## Start

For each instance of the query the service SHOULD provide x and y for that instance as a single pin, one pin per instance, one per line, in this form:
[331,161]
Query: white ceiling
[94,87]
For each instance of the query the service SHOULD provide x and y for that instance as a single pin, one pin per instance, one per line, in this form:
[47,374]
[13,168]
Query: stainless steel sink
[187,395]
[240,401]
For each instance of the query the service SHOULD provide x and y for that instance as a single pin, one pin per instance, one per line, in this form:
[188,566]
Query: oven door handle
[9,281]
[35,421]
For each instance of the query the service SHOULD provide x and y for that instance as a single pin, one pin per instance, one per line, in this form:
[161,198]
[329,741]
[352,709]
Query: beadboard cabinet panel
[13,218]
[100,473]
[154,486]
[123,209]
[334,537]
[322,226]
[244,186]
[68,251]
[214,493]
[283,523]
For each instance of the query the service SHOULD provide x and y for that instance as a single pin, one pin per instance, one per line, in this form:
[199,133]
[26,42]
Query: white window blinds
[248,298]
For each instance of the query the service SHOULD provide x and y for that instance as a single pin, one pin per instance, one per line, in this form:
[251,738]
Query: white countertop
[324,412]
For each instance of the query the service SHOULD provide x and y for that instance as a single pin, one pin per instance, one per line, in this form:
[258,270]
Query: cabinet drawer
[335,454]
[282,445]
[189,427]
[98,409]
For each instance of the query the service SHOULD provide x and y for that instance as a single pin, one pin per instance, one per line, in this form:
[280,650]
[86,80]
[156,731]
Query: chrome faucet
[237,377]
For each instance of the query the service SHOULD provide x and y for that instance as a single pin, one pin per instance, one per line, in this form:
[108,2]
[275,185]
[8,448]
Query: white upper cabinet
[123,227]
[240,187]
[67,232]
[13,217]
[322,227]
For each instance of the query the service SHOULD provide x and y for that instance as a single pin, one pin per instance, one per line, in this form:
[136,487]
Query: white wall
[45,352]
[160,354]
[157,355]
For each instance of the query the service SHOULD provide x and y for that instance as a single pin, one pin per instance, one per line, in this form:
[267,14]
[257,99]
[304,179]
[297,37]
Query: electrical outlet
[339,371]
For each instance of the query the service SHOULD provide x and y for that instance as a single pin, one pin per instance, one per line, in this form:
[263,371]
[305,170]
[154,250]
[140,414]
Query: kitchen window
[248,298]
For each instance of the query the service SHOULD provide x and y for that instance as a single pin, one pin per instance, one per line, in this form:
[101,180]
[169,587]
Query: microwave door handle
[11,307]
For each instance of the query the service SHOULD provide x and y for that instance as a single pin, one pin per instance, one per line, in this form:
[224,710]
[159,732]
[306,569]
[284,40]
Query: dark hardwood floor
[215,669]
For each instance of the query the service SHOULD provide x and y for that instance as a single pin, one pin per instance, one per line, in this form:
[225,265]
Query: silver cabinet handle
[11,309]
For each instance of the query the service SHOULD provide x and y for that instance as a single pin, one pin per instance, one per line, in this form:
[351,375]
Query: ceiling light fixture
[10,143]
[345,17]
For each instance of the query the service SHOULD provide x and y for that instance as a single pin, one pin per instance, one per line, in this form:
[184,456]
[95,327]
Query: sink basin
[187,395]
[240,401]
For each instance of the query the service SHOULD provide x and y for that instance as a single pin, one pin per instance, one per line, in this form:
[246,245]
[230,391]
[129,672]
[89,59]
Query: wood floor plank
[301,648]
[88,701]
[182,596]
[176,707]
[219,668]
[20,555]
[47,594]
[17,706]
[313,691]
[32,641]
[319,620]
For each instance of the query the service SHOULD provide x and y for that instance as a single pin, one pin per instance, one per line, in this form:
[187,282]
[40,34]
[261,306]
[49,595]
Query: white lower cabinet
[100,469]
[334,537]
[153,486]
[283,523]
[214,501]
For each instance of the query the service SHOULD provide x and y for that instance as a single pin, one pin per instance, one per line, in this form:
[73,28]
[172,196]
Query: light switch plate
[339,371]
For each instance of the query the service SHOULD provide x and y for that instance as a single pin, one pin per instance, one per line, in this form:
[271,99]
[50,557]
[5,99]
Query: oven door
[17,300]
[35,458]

## End

#### [Given request]
Quote all of the entries exactly as they appear.

#### [Correct response]
For each instance of the query the service SHOULD provide x and y for that instance as a single pin, one pin per instance, one per line, in this form:
[331,161]
Query: white ceiling
[94,87]
For each instance of the query the service SHOULD provide x and y for that instance as a single pin, one pin per instance, one per line, in this form:
[47,374]
[13,168]
Query: stainless steel sink
[187,395]
[240,401]
For each instance of the query the service SHOULD provide x and y for that instance as a single pin, one pin per instance, one per line, in this form:
[188,566]
Query: oven door handle
[9,281]
[35,421]
For each instance of the query the service SHOULD provide x and y for that instance as a single pin, one pin per instance, one per line, in this form:
[161,198]
[329,741]
[352,709]
Query: beadboard cabinet panel
[13,218]
[100,473]
[154,486]
[123,209]
[334,537]
[322,226]
[244,186]
[68,251]
[214,493]
[283,523]
For each instance of the query the service SHOULD provide x and y for that instance as a single pin, one pin per instance, one per line, in this form:
[199,133]
[26,42]
Query: white window blinds
[248,298]
For each instance of the query the service SHOULD provide x and y for that instance as a single pin, one pin per instance, one per line, in this form:
[251,738]
Query: white countertop
[324,412]
For each instance of the query the service SHOULD provide x and y for that instance as a single pin, one pin per instance, one per line, in this form:
[258,270]
Query: cabinet drawer
[335,454]
[282,445]
[189,427]
[98,409]
For each instance of the query the service SHOULD provide x and y for that instance as a single pin, one pin per instance, one per line, in this form:
[280,650]
[86,80]
[156,731]
Query: chrome faucet
[237,377]
For each instance of the query the service SHOULD provide x and y for that instance as a single pin, one pin per instance, one per line, in this form:
[108,2]
[275,185]
[8,448]
Query: white upper cabinet
[123,227]
[240,187]
[67,232]
[13,217]
[322,227]
For each instance of the query the service SHOULD provide x and y for that instance as a single pin, one pin per instance, one per line, in this form:
[136,487]
Query: white wall
[45,352]
[160,354]
[157,355]
For each instance of the query the service SHOULD provide x and y for that instance as a single pin, one pin per instance, one per line, in this form:
[267,14]
[257,99]
[304,179]
[297,37]
Query: electrical outlet
[339,371]
For each instance of the query the service SHOULD provide x and y for that instance as a single pin, one pin per instance, one per line, in this form:
[263,371]
[305,170]
[154,250]
[140,414]
Query: kitchen window
[248,298]
For each instance of the query the service SHOULD provide x and y for that instance as a single pin, one pin per instance, one per line, in this form:
[101,180]
[169,587]
Query: microwave door handle
[11,307]
For each instance of the query the service SHOULD provide x and y for that instance as a single pin, one pin per instance, one per line, in this form:
[224,710]
[159,732]
[306,569]
[284,40]
Query: dark hardwood floor
[215,669]
For each instance of the query the service SHOULD provide x and y for that instance as a single pin, one pin per instance, one per line, in this form:
[225,265]
Query: silver cabinet handle
[11,309]
For each instance of the query the service SHOULD provide x and y for that instance as a single pin, one pin per instance, one per line, in this form:
[351,375]
Query: ceiling light fixture
[10,143]
[345,17]
For each instance of the query the service SHOULD provide x and y for that instance as a single pin, one pin per instance, one per line, in this form:
[184,456]
[95,327]
Query: sink basin
[187,395]
[240,401]
For each instance of the query the service SHOULD provide x and y for that instance as a single pin, one pin per instance, one per line, in this form:
[246,245]
[230,391]
[129,672]
[89,59]
Query: wood floor plank
[301,648]
[88,701]
[182,596]
[176,707]
[219,668]
[20,555]
[47,594]
[17,706]
[313,691]
[32,641]
[319,620]
For each instance of the query the service SHOULD provide x and y for that instance as a single pin, one pin per instance, one per line, in this form:
[187,282]
[40,34]
[261,306]
[49,595]
Query: white lower cabinet
[100,469]
[334,537]
[153,486]
[283,523]
[214,501]
For each instance of the query the service SHOULD provide x and y for that instance as a single pin, one pin per instance, one per line, in this form:
[73,28]
[172,196]
Query: light switch plate
[339,371]
For each instance of the query the service SHOULD provide x and y for that instance as a single pin, one pin per instance, one per line, in this form:
[271,99]
[50,557]
[5,99]
Query: oven door
[17,300]
[35,458]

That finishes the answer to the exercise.